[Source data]
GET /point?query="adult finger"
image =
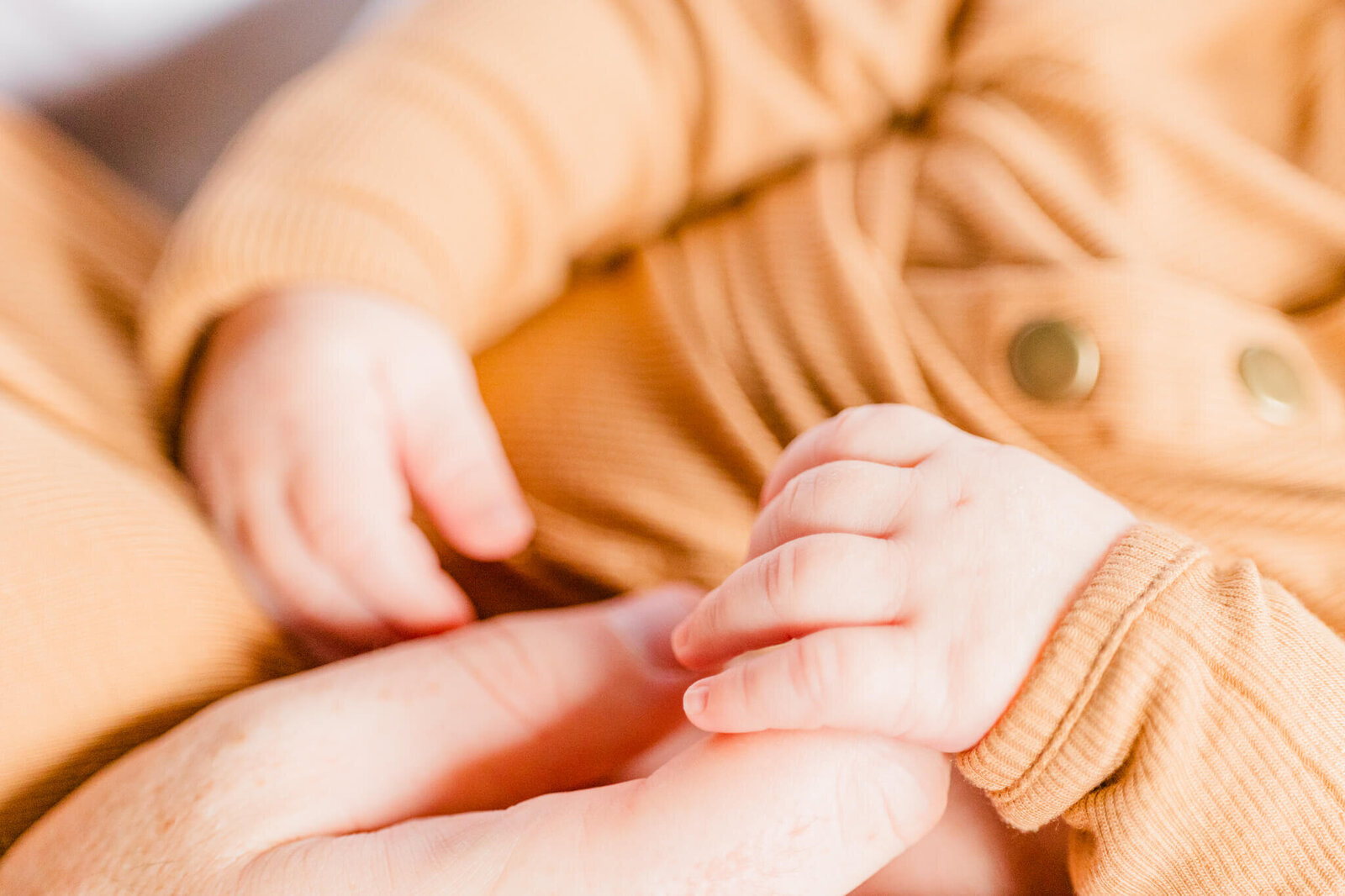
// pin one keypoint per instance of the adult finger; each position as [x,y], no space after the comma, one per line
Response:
[456,466]
[481,717]
[854,497]
[894,435]
[804,586]
[773,814]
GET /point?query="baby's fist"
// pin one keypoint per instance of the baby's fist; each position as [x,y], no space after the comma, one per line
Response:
[314,420]
[907,576]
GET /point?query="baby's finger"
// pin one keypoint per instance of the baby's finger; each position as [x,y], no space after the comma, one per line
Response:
[894,435]
[295,588]
[804,586]
[354,509]
[457,468]
[852,497]
[847,678]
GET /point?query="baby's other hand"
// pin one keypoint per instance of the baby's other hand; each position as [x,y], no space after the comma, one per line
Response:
[315,419]
[905,575]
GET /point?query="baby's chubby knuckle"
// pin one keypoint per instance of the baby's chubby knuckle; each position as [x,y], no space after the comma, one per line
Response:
[815,670]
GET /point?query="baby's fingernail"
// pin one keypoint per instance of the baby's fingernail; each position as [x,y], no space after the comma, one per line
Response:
[696,698]
[646,622]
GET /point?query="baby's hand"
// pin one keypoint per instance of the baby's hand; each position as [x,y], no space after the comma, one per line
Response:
[315,419]
[908,572]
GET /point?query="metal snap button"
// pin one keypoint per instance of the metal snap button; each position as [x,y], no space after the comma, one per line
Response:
[1055,361]
[1273,383]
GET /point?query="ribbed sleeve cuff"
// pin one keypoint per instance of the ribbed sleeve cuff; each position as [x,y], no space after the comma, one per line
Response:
[1039,761]
[260,241]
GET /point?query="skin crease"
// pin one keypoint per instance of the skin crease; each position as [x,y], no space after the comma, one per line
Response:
[958,557]
[315,419]
[288,378]
[347,779]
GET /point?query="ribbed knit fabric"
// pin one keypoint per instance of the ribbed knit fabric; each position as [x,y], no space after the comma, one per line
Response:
[119,614]
[1168,175]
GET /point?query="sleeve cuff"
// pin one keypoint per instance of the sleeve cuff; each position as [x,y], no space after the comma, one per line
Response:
[1037,761]
[266,244]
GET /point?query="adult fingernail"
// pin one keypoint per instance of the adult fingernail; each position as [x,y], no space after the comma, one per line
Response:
[646,622]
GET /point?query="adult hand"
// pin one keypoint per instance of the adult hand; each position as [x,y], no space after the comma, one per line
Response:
[315,421]
[385,774]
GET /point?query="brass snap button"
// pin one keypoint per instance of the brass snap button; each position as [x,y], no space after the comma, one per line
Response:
[1055,361]
[1273,383]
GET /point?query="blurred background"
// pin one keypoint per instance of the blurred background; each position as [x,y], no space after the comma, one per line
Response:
[159,87]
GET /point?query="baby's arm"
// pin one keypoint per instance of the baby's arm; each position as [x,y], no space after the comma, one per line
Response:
[1187,720]
[455,165]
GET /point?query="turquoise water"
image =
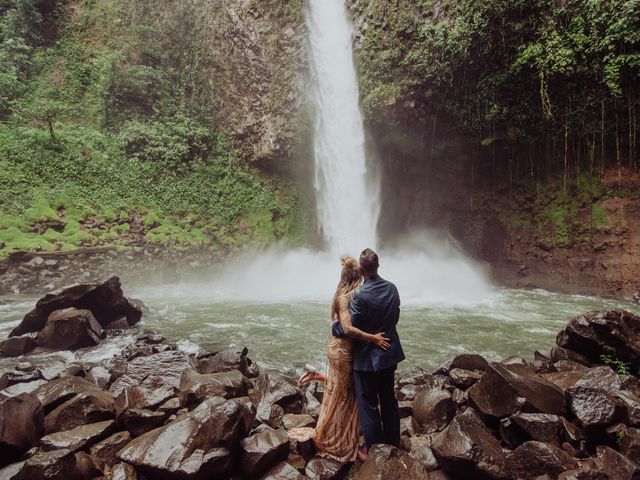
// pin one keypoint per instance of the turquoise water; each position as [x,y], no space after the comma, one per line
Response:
[286,335]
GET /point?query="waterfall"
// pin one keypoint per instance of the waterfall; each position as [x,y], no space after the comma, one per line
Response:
[347,198]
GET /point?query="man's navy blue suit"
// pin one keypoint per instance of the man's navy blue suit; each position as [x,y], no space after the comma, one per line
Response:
[375,308]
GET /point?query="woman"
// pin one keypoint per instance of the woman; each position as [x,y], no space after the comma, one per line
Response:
[337,432]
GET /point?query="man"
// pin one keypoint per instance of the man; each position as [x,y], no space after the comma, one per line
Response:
[375,309]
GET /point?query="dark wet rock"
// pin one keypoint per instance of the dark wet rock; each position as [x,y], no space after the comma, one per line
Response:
[282,471]
[152,392]
[505,390]
[77,438]
[292,420]
[311,405]
[463,378]
[20,388]
[85,467]
[408,426]
[170,364]
[301,442]
[55,465]
[263,450]
[123,471]
[21,426]
[603,378]
[389,463]
[195,387]
[616,466]
[558,354]
[540,426]
[91,406]
[465,361]
[595,409]
[139,421]
[468,450]
[270,414]
[105,301]
[564,380]
[275,388]
[425,456]
[584,474]
[515,360]
[629,441]
[16,346]
[433,409]
[70,329]
[227,360]
[569,366]
[105,450]
[604,333]
[99,376]
[532,459]
[201,441]
[325,469]
[56,392]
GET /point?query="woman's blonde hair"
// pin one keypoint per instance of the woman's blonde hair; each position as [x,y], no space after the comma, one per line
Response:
[350,281]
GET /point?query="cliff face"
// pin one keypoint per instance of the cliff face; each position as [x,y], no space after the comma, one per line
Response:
[247,61]
[578,232]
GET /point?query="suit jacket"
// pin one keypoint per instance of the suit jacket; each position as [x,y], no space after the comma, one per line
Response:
[374,308]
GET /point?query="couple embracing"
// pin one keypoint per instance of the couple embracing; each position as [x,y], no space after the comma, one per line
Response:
[363,352]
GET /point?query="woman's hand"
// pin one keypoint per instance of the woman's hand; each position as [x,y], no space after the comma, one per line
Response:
[381,341]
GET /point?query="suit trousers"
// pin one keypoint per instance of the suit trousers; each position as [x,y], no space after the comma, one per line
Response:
[378,407]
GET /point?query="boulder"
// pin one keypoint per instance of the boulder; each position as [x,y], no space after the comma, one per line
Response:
[275,388]
[320,468]
[99,376]
[540,426]
[292,420]
[16,346]
[195,387]
[77,438]
[201,442]
[87,407]
[595,334]
[505,390]
[595,409]
[617,466]
[463,378]
[467,449]
[21,426]
[123,471]
[58,464]
[56,392]
[386,462]
[227,360]
[433,409]
[70,329]
[105,450]
[85,467]
[263,450]
[532,459]
[105,301]
[465,361]
[282,471]
[170,364]
[20,388]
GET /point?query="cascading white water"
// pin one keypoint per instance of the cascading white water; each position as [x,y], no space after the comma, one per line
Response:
[347,200]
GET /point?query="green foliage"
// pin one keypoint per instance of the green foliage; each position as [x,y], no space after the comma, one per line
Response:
[106,136]
[609,358]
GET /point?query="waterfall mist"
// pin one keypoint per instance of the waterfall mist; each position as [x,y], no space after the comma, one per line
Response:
[428,269]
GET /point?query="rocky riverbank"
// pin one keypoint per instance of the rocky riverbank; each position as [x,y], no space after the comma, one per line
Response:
[155,412]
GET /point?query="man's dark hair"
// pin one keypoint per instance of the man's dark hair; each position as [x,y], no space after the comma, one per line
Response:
[369,261]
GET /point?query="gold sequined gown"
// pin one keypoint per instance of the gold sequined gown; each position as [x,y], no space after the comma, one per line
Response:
[337,432]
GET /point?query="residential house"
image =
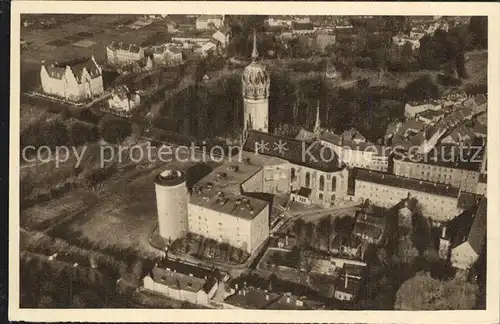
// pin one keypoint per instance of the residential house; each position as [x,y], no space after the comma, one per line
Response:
[438,201]
[249,297]
[166,55]
[464,175]
[205,22]
[429,117]
[123,101]
[460,135]
[183,282]
[480,130]
[347,287]
[413,108]
[124,54]
[222,36]
[302,28]
[370,226]
[354,135]
[465,237]
[73,80]
[357,154]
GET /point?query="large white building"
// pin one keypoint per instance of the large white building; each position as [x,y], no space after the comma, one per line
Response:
[124,54]
[256,82]
[76,80]
[171,201]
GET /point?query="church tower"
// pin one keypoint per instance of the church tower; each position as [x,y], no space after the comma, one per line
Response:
[255,82]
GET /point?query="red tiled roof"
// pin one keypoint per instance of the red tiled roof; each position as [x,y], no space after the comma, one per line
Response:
[294,151]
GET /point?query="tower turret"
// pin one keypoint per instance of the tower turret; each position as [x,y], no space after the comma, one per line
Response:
[255,83]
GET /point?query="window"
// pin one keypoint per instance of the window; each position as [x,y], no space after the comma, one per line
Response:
[334,183]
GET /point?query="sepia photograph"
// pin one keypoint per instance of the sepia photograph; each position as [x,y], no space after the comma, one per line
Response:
[320,162]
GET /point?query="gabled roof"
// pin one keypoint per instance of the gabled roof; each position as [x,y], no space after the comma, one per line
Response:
[467,200]
[252,298]
[77,66]
[470,226]
[121,46]
[294,151]
[208,17]
[429,114]
[480,99]
[302,26]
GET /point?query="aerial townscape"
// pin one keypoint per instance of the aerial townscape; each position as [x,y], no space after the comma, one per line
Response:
[321,162]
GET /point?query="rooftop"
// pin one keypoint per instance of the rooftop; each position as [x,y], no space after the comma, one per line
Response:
[392,180]
[222,191]
[252,298]
[293,150]
[469,226]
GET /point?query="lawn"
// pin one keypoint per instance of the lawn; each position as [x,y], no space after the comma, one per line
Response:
[41,216]
[126,214]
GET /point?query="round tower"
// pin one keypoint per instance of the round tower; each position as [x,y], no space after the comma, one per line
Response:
[255,82]
[171,202]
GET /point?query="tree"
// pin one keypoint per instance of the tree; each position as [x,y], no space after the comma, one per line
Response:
[309,231]
[478,26]
[422,292]
[113,129]
[324,228]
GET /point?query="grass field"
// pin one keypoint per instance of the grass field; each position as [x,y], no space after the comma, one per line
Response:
[46,214]
[125,218]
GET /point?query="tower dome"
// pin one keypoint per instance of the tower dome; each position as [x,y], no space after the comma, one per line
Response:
[255,79]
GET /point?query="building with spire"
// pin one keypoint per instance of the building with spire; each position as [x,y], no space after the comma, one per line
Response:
[256,82]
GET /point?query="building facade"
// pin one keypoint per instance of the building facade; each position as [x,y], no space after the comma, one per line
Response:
[172,204]
[464,176]
[437,201]
[205,22]
[123,100]
[197,287]
[76,80]
[123,54]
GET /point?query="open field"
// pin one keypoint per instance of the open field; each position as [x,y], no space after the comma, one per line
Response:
[100,29]
[126,213]
[43,215]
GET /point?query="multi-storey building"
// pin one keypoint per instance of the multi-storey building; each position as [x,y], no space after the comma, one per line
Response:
[461,175]
[205,22]
[305,167]
[437,201]
[123,54]
[183,282]
[358,154]
[74,80]
[219,209]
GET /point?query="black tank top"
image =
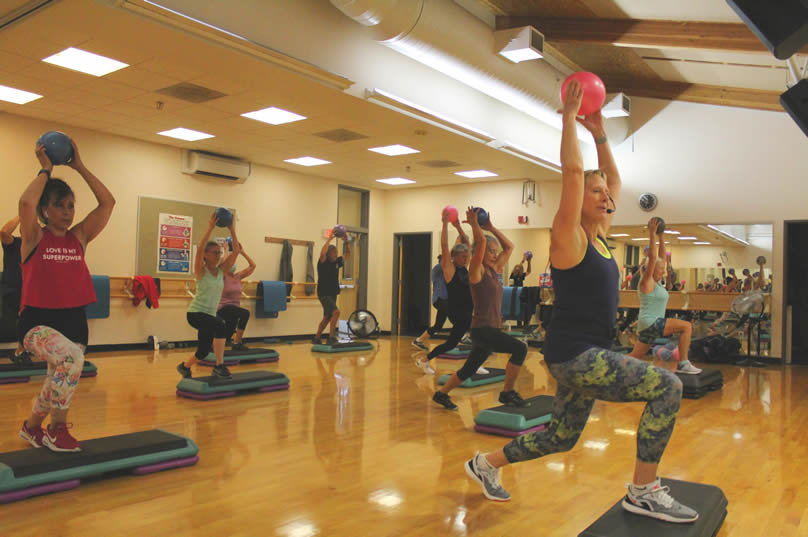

The problem - Reply with nothing but a number: how many lines of the entries above contain the string "facade"?

Answer space - 2